* [PASSAGE PROVIDED]
Celebrezze, C.J.
The question presented in this appeal centers on whether the Motor Vehicle Dealers Board, by granting a motion for rehearing and reconsideration of an earlier order before a court appeal is filed and prior to expiration of the statutory fifteen-day appeal period, retains jurisdiction to rehear the cause and thereafter issue a reconsidered decision after the appeal period has expired.8
Ford argues that the board’s March 30 order was final and that the protesting dealers ignored their exclusive remedy of judicial appeal. Ford contends that the board’s reconsidered decision, which was not actually entered within the fifteen-day appeal period, is a nullity because the agency’s jurisdictional authority had ended. The appellate court’s decision is erroneous, Ford asserts, because it creates undesirable pitfalls, such as the potential for indefinite postponement of the second decision. Without statutorily set time limits for reconsideration, Ford believes the administrative remedy could run afoul of due process guarantees.
Appellees counter that by granting the application for rehearing and reconsideration during the statutory appeal period, the board extended the time to render its new decision for a reasonable period of time — in this case for a period of time mutually agreed upon by the litigants and the [24]*24board. Appellant Ford has not been deprived of due process, appellees point out, because it was Ford which in fact sought to delay the proceedings.
Appellee dealers board adds that the court of appeals’ ruling is in accordance with recent case law of this court and is also consistent with other rehearing procedures of the dealers board set forth in the Ohio Administrative Code. See Ohio Adm. Code 4501:1-3-24. The board reasons that a holding contrary to the appellate court ruling would unduly rush administrative agencies which may properly grant reconsideration near the end of the statutory appeal period by forcing them to dash off a hasty merit decision without due deliberation. Lastly, appellees submit that the brief delay in this case was most reasonable and proper; that it was, in fact, made pursuant to Ford’s own motion; and that the promptly reconsidered decision is sustainable.

* [STORED RECORDS]
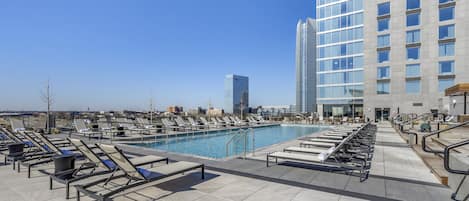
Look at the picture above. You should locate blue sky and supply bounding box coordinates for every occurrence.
[0,0,314,110]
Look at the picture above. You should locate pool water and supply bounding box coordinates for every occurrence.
[131,125,324,159]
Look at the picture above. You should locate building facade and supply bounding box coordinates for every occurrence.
[364,0,469,120]
[316,0,366,117]
[296,18,316,113]
[224,75,249,114]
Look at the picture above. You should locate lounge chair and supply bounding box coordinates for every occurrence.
[18,132,74,178]
[266,125,376,181]
[161,118,181,133]
[75,144,205,200]
[210,117,226,128]
[200,117,217,128]
[73,119,103,139]
[187,117,210,130]
[49,138,169,199]
[117,118,151,135]
[175,116,193,131]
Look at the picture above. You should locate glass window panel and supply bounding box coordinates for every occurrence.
[376,82,390,94]
[378,18,389,31]
[407,13,420,27]
[440,6,454,21]
[438,78,454,92]
[405,80,420,94]
[378,66,390,79]
[406,64,420,77]
[378,2,391,16]
[378,34,389,47]
[406,30,420,44]
[407,47,420,60]
[439,0,454,3]
[438,61,454,75]
[438,24,454,39]
[407,0,420,10]
[439,42,454,57]
[378,50,389,63]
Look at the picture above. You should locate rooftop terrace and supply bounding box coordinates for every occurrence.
[0,123,458,201]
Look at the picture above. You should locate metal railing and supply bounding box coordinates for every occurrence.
[225,128,256,158]
[444,140,469,200]
[422,121,469,154]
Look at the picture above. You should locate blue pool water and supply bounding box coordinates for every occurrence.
[131,125,323,159]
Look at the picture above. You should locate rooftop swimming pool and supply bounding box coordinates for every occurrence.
[130,125,326,159]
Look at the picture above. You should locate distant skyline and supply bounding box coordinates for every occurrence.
[0,0,315,110]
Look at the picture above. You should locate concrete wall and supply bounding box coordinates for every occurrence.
[364,0,469,119]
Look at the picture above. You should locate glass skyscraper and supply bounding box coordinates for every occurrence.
[296,18,316,113]
[316,0,364,117]
[224,75,249,114]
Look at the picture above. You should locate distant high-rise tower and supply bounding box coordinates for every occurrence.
[296,18,316,113]
[224,75,249,114]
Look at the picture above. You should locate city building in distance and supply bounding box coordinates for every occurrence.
[362,0,469,120]
[316,0,364,117]
[224,74,249,114]
[296,18,316,113]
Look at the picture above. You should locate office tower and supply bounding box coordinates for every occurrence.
[224,75,249,114]
[364,0,469,120]
[296,18,316,113]
[316,0,366,117]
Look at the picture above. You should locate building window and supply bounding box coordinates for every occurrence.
[439,42,454,57]
[378,34,389,47]
[406,30,420,44]
[376,82,389,94]
[378,2,391,16]
[378,18,389,31]
[378,66,391,79]
[407,0,420,10]
[407,47,420,60]
[407,13,420,27]
[405,80,420,94]
[438,61,454,75]
[438,78,454,92]
[438,24,454,39]
[439,0,454,3]
[405,64,420,77]
[440,6,454,21]
[378,50,389,63]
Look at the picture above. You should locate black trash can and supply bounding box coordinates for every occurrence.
[54,155,75,173]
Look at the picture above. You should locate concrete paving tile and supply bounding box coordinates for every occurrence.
[280,168,319,184]
[241,183,302,201]
[311,172,350,190]
[192,195,231,201]
[386,180,432,201]
[210,182,267,201]
[292,190,340,201]
[345,177,386,197]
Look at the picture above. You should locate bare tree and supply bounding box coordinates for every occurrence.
[41,79,54,133]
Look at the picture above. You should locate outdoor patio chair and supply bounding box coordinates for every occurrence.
[75,144,205,200]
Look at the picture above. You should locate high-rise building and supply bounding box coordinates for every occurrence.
[316,0,364,117]
[362,0,469,120]
[224,75,249,114]
[296,18,316,113]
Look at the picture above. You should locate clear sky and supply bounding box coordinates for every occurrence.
[0,0,315,110]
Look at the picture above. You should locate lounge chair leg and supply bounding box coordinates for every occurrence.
[65,182,70,200]
[202,166,205,180]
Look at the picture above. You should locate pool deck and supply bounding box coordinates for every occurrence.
[0,123,451,201]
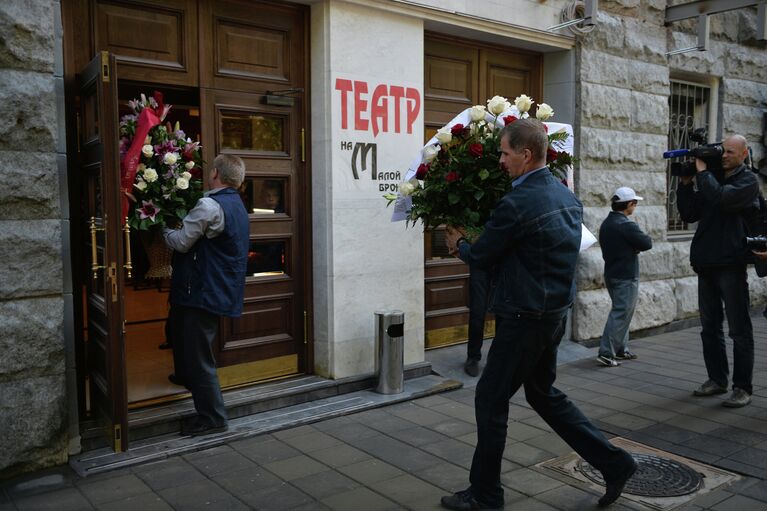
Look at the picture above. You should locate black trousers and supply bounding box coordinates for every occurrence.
[466,267,490,360]
[698,266,754,394]
[470,314,631,507]
[168,305,227,426]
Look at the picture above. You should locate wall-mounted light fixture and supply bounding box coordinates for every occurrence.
[546,0,599,34]
[262,87,304,106]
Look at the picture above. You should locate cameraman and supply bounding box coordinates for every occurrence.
[677,135,759,408]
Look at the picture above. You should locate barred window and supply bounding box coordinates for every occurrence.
[666,80,714,234]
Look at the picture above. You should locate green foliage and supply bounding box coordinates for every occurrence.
[120,96,203,231]
[409,121,511,229]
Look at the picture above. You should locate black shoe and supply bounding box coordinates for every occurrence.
[597,355,621,367]
[440,490,503,511]
[181,420,229,436]
[615,350,639,360]
[463,358,479,376]
[598,458,638,507]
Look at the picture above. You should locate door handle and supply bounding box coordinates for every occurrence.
[123,216,133,278]
[90,216,106,280]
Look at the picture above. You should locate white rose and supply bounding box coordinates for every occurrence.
[469,121,487,135]
[437,126,453,144]
[535,103,554,121]
[399,181,416,197]
[144,167,157,183]
[514,94,535,114]
[423,145,439,162]
[469,105,487,121]
[487,96,511,115]
[162,153,178,165]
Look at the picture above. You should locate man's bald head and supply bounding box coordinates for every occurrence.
[722,135,748,172]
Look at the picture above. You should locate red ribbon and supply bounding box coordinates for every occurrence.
[120,91,170,225]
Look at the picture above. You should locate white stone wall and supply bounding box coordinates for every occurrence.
[0,0,68,479]
[573,0,767,340]
[311,0,424,378]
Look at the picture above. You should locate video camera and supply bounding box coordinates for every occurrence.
[746,236,767,252]
[663,128,724,177]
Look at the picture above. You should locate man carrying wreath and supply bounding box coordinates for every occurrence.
[442,119,637,510]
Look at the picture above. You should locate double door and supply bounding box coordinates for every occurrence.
[423,34,543,348]
[67,0,312,451]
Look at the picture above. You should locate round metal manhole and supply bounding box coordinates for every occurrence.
[577,452,703,497]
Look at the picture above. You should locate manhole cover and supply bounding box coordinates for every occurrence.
[577,452,703,497]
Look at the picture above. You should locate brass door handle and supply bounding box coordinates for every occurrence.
[90,216,106,280]
[123,216,133,278]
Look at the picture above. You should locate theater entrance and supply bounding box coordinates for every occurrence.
[62,0,312,451]
[423,33,543,349]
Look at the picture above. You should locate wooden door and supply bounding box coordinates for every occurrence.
[77,52,128,452]
[423,34,543,348]
[201,1,311,386]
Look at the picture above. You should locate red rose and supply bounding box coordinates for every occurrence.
[503,115,518,125]
[450,124,463,137]
[546,147,559,163]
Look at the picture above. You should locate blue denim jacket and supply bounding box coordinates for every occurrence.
[459,168,583,318]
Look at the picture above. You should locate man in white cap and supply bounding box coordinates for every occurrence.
[597,186,652,367]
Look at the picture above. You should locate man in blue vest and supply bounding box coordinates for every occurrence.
[164,154,249,436]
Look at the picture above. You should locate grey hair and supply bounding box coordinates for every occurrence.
[213,154,245,188]
[501,118,549,161]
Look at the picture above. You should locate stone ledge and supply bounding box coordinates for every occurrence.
[0,297,65,376]
[0,220,63,300]
[0,2,58,73]
[0,151,61,220]
[0,70,58,153]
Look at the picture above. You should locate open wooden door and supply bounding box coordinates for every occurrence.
[77,52,128,452]
[423,34,543,349]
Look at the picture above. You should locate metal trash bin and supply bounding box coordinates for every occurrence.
[375,310,405,394]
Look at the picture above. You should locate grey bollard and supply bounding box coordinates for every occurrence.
[375,310,405,394]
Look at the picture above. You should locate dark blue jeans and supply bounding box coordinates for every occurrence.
[168,305,227,426]
[698,266,754,394]
[599,279,639,358]
[470,314,631,506]
[466,267,490,360]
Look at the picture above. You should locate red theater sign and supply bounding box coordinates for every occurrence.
[336,78,421,137]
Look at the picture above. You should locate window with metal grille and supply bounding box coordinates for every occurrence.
[666,80,714,234]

* [TASK 1] Which section of the Ohio Administrative Code does the dealers board cite in the court opinion?
* [TASK 2] Carry on the court opinion from its final sentence, in the same judicial voice.

* [TASK OUTPUT 1] Ohio Adm. Code 4501:1-3-24.

* [TASK OUTPUT 2]
The appellate court essentially held, consistent with the reasoning of our decision in State, ex rel. Baker, v. Dayton Malleable, Inc. (1983), 6 Ohio St. 3d 1,9 that an administrative agency retains jurisdiction over a cause which has not been appealed when it agrees to reconsider the order within the statutory time limit to appeal. Further, the appellate court opined that once the agency’s decision to rehear and reconsider is timely made, any new order of the board does not have to be issued within the period set to [25]*25file a court appeal. The appellate court held that the board retained jurisdiction to enter a reconsidered ruling since appellees’ timely application for rehearing was granted within the time set for judicial appeal, it was Ford which then requested a continuance, the merit rehearing was conducted at the agreed time, and the board’s new order was thereafter entered within a few days. The court reasoned the original order became a nullity when the agency agreed to rehear the matter. The appeals court reversed the common pleas court and remanded the cause to the lower court for further proceedings.
Based on the discussion to follow, and the reasoning offered by the appeals court below, we find the judgment of the court of appeals to be consonant with our past rulings, reflective of Ohio’s laws, and exceedingly sensible in its approach.10
It is beyond dispute that Ohio’s administrative agencies, such as the Motor Vehicle Dealers Board, possess jurisdiction to set aside or otherwise reconsider their decisions until the actual institution of a court appeal or until expiration of the time for appeal, in the absence of specific statutory limitation to the contrary. State, ex rel. Borsuk, v. Cleveland (1972), 28 Ohio St. 2d 224 [57 O.O.2d 464], paragraph one of the syllabus (civil service commission). See, also, e.g., National Tube Co. v. Ayres (1949), 152 Ohio St. 255 [40 O.O. 312] (Board of Tax Appeals); Diltz v. Crouch (1962), 173 Ohio St. 367 [19 O.O.2d 312] (Board of Liquor Control); State, ex rel. Prayner, v. Indus. Comm. (1965), 2 Ohio St. 2d 120 [31 O.O.2d 192], and Todd v. General Motors (1981), 65 Ohio St. 2d 18 [19 O.O.3d 195] (Industrial Commission); State, ex rel. Republic Steel Corp., v. Environmental Bd. of Review (1978), 54 Ohio St. 2d 75 [8 O.O.3d 79].11 It has been correctly observed that the application for rehearing or reconsideration of an administrative ruling is not itself a new proceeding but is merely another step in the proceeding in which the initial determination was made. Lambert Constr. Co. v. State (1975), 115 N.H. 516, 519, 345 A. 2d 396.12 Ordinarily, an application “for rehearing is for the purpose of directing attention to matters said to have been overlooked or mistakenly conceived in [26]*26the original decision, and thus invites a reconsideration upon the record upon which that decision rested.” Atchison, T. & S. F. Ry. Co. v. United States (1932), 284 U.S. 248, 259-260.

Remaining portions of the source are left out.